**Your goal:** Please convert all the entries below into a single JSON list of strings, one string for each line, leaving out any blank lines.

**Extracted data:**
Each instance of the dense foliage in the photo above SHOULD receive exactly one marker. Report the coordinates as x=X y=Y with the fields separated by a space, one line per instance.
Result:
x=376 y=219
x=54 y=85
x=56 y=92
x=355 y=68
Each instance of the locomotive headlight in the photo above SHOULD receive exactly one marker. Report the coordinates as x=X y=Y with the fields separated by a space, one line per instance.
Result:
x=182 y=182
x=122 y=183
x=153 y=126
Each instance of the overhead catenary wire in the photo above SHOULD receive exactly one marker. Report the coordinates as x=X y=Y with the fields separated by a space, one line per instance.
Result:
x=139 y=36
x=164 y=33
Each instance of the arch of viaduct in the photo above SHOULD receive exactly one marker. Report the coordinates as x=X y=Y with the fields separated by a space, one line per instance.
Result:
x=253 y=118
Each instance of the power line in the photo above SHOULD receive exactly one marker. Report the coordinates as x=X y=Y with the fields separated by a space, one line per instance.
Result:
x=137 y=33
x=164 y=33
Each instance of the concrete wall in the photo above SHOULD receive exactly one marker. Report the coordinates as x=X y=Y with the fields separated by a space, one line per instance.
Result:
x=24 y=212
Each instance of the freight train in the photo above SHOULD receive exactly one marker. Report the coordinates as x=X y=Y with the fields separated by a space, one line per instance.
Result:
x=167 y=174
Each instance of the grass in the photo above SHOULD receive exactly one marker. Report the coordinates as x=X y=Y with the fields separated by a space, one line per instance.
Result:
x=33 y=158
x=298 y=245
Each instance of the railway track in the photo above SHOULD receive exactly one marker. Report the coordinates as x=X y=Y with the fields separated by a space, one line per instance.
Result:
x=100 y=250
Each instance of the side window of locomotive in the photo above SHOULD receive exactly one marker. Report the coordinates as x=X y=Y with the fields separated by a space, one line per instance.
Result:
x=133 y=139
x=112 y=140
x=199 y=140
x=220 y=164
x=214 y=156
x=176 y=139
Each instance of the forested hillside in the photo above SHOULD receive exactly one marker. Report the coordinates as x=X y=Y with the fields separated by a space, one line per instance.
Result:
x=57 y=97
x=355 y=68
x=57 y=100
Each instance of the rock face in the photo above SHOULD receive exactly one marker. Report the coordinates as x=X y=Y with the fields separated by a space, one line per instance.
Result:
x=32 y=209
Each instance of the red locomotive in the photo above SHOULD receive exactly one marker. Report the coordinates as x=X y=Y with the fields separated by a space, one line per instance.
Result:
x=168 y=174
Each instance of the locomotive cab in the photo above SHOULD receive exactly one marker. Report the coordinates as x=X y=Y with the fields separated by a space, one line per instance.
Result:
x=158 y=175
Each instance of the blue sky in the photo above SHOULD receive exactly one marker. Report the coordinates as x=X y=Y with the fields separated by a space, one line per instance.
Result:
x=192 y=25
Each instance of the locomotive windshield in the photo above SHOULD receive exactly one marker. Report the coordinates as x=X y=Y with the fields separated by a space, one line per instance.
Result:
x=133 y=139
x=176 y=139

**Solution:**
[
  "Each instance of the dense foliage in the photo above SHOULD receive exactly one marker. Report the coordinates as x=X y=Y with the fields separated by a space, one line per instance.",
  "Result:",
  "x=376 y=219",
  "x=54 y=85",
  "x=56 y=92",
  "x=355 y=68",
  "Each instance of the locomotive headlight in the photo above SHOULD receive exactly one marker. Report the coordinates as x=X y=Y with the fields separated by a space, one line per instance.",
  "Result:",
  "x=182 y=182",
  "x=122 y=183",
  "x=153 y=126",
  "Each instance of the overhead catenary wire in the photo above SHOULD receive exactly one marker. Report the coordinates as x=X y=Y with the fields separated by a space, one line per instance.",
  "Result:",
  "x=139 y=36",
  "x=164 y=33",
  "Each instance of the arch of viaduct in the photo above SHOULD receive exactly one marker. Report the coordinates as x=X y=Y with the fields separated by a space, one line per instance.",
  "Result:",
  "x=253 y=118",
  "Each instance of the power line in the photo above SHOULD receive exactly one marker. Report the coordinates as x=X y=Y with the fields separated by a space, one line per instance.",
  "Result:",
  "x=137 y=33",
  "x=164 y=33",
  "Each instance of the concrete wall in the photo above SHOULD receive exactly one marker. Report the coordinates as x=X y=Y with the fields separated by a space, one line per instance.",
  "Result:",
  "x=24 y=212",
  "Each instance of the freight train in the photo above SHOULD receive exactly one marker. Report the coordinates as x=X y=Y with the fields separated by a space, one line per instance.",
  "Result:",
  "x=167 y=174",
  "Each instance of the grass in the photo above SHOULD receive exactly one marker. Report the coordinates as x=X y=Y with the fields separated by a space, one line per instance.",
  "Result:",
  "x=33 y=158",
  "x=298 y=245",
  "Each instance of the railway track in the photo above SHOULD receive exactly one marker. Report the coordinates as x=X y=Y with the fields separated by a space, one line per instance.",
  "Result:",
  "x=100 y=250",
  "Each instance of the side window of locomotive in the photo above SHOULD receive exactly one marker. Report the coordinates as x=X y=Y with the fields separated by a space, one line per instance.",
  "Result:",
  "x=133 y=139",
  "x=112 y=140",
  "x=199 y=140",
  "x=220 y=164",
  "x=214 y=156",
  "x=176 y=139",
  "Each instance of the forested hillside in the photo above SHOULD receive exactly one marker. Report the coordinates as x=X y=Y with the fields separated by a space, one line per instance.",
  "Result:",
  "x=57 y=97",
  "x=355 y=68",
  "x=57 y=100",
  "Each instance of the rock face in the photo above SHOULD receive exactly one marker. Report the coordinates as x=X y=Y with the fields separated by a space, one line per instance.",
  "Result:",
  "x=32 y=209",
  "Each instance of the red locomotive in the photo above SHOULD receive exactly one marker. Report the coordinates as x=X y=Y with the fields separated by a space, one line per instance.",
  "Result:",
  "x=168 y=174",
  "Each instance of the locomotive cab in the photo above SHOULD receive exactly one marker. Report the coordinates as x=X y=Y with the fields separated by a space, one line per instance.",
  "Result:",
  "x=158 y=175",
  "Each instance of the blue sky in the photo above SHOULD receive exactly one marker. Report the coordinates as x=X y=Y with the fields separated by a space, one line per instance.",
  "Result:",
  "x=192 y=25",
  "Each instance of the locomotive windshield in the photo above SHOULD receive exactly one marker. Report the coordinates as x=X y=Y with the fields separated by a space, one line per instance.",
  "Result:",
  "x=133 y=139",
  "x=176 y=139"
]